Give back every line of the data below exactly.

------ LISTED ENTRIES ------

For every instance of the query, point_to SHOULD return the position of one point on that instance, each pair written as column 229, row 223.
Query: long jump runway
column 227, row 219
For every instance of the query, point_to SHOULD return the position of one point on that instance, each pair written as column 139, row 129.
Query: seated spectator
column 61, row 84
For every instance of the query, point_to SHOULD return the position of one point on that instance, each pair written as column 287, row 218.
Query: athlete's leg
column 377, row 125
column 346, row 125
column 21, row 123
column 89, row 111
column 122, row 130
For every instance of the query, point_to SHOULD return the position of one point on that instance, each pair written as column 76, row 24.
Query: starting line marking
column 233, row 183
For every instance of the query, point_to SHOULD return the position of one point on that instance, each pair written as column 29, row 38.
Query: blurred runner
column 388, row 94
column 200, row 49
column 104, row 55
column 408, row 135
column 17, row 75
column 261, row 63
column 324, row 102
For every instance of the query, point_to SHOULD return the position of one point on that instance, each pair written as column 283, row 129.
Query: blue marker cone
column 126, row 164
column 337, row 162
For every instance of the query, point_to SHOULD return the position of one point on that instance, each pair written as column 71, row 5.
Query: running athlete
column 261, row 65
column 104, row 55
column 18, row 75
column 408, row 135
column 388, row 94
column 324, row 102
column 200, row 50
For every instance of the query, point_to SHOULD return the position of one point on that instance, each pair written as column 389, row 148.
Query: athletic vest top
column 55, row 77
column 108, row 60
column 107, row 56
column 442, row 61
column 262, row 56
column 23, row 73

------

## WRITTEN ANSWER
For every instance of the query, point_to SHOULD return the position of one point on that instance, each pair written as column 229, row 223.
Query: long jump runway
column 227, row 219
For every instance of the query, point_to SHOULD return the position of one point on that instance, each pair written as column 139, row 129.
Query: seated spectator
column 61, row 84
For every instance of the query, point_to SHOULD return the position of one point on that instance, each pair written as column 287, row 218.
Query: athlete's leg
column 377, row 125
column 346, row 125
column 21, row 123
column 89, row 111
column 122, row 130
For every instance of the query, point_to SHOULD return the position of one point on that instance, each pair written as column 76, row 24.
Query: starting line marking
column 233, row 183
For every instance of the query, point_to SHOULD return the position of one point on that instance, each pair written as column 29, row 38.
Query: blurred runner
column 388, row 94
column 200, row 49
column 104, row 55
column 408, row 135
column 17, row 75
column 261, row 63
column 324, row 102
For every instance of the query, point_to SHOULD return the position of one point on that instance, each pair written as column 283, row 129.
Query: blue marker cone
column 126, row 164
column 337, row 162
For every instance of the query, point_to SHOULD return the position of one point on that instance, each pair written as column 71, row 5.
Query: running athlete
column 261, row 65
column 104, row 55
column 18, row 75
column 408, row 135
column 388, row 94
column 324, row 102
column 200, row 50
For every instance of the query, point_to SHOULD return the position of one point on that instance, each pair written as column 389, row 148.
Query: athletic vest top
column 55, row 77
column 108, row 60
column 107, row 56
column 442, row 61
column 262, row 56
column 23, row 73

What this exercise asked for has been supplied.